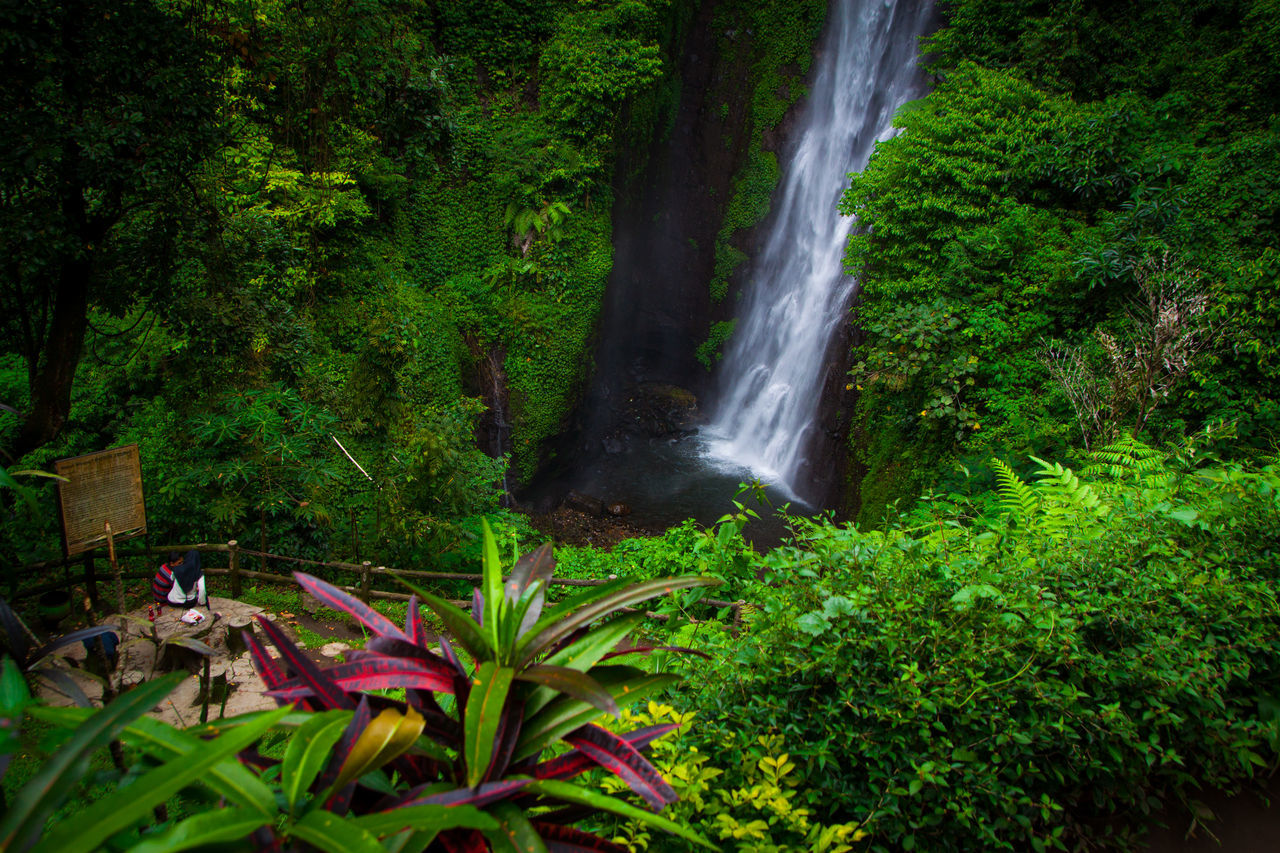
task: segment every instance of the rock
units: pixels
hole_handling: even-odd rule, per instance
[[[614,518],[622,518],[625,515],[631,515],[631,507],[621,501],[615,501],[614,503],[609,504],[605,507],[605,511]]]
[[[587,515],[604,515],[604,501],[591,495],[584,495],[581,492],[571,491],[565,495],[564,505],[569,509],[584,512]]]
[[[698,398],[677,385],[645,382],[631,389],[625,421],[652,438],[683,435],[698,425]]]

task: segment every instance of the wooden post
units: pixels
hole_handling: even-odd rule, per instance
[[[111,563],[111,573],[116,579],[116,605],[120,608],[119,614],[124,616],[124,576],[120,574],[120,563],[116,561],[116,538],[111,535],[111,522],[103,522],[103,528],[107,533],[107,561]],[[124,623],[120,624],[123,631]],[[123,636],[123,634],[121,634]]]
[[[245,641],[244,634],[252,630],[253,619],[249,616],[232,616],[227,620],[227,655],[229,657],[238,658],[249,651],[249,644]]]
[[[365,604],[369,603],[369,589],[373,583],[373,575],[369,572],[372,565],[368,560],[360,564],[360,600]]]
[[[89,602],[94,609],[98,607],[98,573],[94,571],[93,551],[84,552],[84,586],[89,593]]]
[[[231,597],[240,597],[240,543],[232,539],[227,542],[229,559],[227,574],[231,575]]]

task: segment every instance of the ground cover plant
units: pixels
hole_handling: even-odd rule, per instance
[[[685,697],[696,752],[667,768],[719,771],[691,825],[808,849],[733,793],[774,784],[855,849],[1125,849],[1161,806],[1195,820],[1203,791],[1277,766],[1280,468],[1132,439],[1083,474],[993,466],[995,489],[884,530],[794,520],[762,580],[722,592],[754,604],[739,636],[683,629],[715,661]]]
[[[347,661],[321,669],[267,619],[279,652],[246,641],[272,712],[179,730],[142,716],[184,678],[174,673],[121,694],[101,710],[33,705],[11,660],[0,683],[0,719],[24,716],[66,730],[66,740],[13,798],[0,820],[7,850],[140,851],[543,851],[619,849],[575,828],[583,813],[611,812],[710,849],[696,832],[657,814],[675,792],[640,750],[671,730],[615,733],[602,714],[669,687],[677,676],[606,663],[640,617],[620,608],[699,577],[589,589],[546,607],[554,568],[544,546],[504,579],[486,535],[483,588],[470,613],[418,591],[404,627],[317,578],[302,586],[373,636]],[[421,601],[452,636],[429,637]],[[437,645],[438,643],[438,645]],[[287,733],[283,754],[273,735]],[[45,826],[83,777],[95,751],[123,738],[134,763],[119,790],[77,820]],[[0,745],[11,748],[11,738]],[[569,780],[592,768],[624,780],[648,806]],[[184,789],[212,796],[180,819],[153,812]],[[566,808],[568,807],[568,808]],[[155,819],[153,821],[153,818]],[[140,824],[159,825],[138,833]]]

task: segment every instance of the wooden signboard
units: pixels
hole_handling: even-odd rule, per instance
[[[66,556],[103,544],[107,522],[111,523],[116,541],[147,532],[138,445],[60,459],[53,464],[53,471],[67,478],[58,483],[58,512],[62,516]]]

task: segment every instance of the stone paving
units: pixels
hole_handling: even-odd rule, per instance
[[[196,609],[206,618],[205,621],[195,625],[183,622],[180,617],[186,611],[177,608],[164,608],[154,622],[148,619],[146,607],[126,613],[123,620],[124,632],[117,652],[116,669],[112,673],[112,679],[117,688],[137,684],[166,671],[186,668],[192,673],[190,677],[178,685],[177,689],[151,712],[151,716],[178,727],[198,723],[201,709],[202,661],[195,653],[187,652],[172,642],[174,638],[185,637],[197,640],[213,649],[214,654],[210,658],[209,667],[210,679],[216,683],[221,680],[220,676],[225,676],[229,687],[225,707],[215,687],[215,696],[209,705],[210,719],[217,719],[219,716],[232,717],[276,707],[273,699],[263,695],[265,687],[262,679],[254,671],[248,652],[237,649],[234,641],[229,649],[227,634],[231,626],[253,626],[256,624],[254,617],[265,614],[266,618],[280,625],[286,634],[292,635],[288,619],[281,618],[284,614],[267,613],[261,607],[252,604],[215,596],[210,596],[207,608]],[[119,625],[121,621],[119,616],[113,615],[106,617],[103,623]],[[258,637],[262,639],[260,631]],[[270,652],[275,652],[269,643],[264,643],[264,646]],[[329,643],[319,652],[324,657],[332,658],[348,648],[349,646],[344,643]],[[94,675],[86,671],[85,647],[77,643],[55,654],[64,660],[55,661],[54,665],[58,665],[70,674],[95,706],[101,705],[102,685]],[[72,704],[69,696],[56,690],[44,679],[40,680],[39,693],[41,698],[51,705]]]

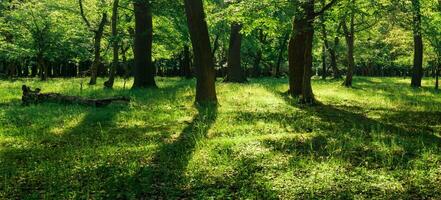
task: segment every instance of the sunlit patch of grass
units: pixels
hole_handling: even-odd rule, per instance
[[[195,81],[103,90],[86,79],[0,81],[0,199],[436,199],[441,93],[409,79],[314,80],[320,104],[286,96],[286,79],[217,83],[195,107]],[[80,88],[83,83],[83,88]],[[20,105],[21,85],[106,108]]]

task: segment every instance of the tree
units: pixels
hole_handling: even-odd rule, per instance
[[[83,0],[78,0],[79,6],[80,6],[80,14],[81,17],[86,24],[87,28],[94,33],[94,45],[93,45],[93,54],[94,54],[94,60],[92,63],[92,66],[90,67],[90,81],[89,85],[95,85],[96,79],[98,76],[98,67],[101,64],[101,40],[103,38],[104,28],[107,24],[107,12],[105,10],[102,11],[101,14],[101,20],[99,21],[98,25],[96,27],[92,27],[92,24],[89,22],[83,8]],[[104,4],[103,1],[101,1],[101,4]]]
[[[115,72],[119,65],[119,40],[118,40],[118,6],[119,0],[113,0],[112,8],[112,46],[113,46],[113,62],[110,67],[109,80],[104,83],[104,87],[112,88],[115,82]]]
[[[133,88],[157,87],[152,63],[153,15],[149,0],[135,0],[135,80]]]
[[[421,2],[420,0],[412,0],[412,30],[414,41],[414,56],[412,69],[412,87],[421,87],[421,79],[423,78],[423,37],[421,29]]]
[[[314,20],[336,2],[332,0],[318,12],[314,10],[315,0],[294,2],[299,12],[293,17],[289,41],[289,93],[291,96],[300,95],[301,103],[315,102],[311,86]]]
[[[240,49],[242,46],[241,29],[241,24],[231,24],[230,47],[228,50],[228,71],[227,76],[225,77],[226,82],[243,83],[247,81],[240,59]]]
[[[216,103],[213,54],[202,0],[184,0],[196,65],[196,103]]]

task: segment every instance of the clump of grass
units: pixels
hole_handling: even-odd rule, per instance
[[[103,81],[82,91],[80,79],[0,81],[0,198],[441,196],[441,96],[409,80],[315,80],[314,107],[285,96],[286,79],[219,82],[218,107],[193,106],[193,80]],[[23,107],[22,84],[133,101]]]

|---|

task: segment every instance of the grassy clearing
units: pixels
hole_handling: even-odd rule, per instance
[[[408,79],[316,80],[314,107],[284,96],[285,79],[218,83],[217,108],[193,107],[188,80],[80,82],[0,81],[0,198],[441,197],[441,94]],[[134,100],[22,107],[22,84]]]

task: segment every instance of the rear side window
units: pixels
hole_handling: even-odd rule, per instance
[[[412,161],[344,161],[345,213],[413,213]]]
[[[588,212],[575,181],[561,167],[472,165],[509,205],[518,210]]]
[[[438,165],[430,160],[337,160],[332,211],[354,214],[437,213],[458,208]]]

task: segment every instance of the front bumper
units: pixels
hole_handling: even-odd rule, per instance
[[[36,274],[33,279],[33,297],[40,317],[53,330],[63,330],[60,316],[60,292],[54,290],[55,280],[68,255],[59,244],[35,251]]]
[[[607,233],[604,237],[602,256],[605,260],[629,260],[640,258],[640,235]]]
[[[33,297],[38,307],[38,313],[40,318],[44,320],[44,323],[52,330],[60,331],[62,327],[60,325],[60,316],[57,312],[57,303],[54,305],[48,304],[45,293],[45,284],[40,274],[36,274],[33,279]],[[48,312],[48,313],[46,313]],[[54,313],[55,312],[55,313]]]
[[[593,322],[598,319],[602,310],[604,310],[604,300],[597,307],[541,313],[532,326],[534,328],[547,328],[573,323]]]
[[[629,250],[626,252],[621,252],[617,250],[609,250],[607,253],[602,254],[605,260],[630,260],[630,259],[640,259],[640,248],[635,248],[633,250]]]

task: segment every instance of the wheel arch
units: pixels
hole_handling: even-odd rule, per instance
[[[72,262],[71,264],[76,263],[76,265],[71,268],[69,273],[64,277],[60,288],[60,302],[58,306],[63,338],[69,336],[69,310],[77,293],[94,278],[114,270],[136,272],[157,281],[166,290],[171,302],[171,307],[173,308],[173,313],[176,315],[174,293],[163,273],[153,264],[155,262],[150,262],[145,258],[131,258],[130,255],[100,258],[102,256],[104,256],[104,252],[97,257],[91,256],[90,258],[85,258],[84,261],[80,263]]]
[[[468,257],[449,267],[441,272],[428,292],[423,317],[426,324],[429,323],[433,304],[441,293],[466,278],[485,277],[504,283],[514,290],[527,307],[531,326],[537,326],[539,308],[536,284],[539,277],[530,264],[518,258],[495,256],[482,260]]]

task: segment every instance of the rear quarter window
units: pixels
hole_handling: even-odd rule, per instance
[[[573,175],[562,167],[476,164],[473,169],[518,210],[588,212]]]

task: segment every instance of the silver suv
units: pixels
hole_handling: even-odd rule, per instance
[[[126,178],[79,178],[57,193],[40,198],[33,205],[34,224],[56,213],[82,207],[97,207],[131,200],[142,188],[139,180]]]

|---|

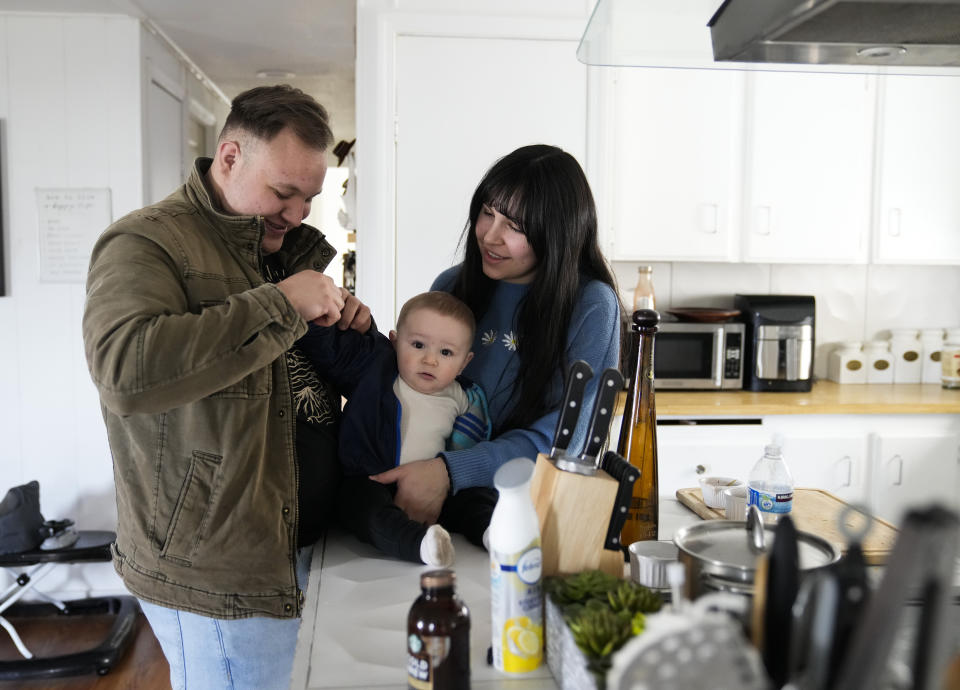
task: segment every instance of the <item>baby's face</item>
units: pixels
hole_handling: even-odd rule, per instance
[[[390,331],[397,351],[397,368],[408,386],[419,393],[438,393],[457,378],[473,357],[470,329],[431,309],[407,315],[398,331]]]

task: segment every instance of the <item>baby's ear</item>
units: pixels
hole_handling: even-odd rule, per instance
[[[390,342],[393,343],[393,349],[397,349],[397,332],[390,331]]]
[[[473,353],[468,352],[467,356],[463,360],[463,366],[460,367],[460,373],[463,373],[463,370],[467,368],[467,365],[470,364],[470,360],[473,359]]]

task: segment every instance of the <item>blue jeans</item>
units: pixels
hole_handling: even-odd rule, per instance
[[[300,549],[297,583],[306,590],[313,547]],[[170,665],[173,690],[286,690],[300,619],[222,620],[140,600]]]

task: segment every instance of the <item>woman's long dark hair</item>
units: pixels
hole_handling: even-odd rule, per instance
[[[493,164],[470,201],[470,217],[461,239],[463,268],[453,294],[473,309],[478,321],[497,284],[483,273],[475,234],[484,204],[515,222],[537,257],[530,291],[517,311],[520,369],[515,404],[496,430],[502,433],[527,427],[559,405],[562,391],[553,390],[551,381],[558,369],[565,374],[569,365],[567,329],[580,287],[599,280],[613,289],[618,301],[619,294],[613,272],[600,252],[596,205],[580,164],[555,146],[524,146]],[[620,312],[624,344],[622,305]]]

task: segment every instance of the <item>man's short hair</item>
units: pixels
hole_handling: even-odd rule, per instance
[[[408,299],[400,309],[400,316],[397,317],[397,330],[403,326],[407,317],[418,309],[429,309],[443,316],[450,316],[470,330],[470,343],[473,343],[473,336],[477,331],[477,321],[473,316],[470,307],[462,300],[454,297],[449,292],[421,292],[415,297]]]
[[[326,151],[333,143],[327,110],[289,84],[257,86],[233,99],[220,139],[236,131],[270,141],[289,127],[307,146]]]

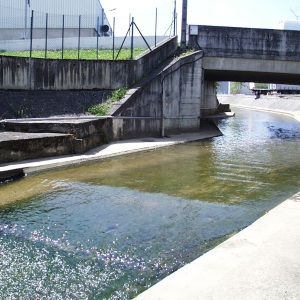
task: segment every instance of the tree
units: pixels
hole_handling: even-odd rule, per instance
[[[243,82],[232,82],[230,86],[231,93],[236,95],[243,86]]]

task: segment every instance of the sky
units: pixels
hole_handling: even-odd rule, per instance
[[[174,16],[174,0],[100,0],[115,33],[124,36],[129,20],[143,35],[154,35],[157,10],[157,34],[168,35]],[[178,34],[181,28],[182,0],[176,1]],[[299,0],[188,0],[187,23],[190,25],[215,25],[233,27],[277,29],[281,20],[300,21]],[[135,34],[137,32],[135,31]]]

|---|

**YOUR TASK:** Would you show each line of the listing above that has the string "item"?

**WRITTEN ANSWER:**
task: segment every instance of the <item>baby's face</item>
task: segment every instance of the <item>baby's ear</item>
task: segment every instance of the <item>blue jeans</item>
task: segment every instance of the <item>woman's long dark hair</item>
task: segment every instance of the <item>man's short hair</item>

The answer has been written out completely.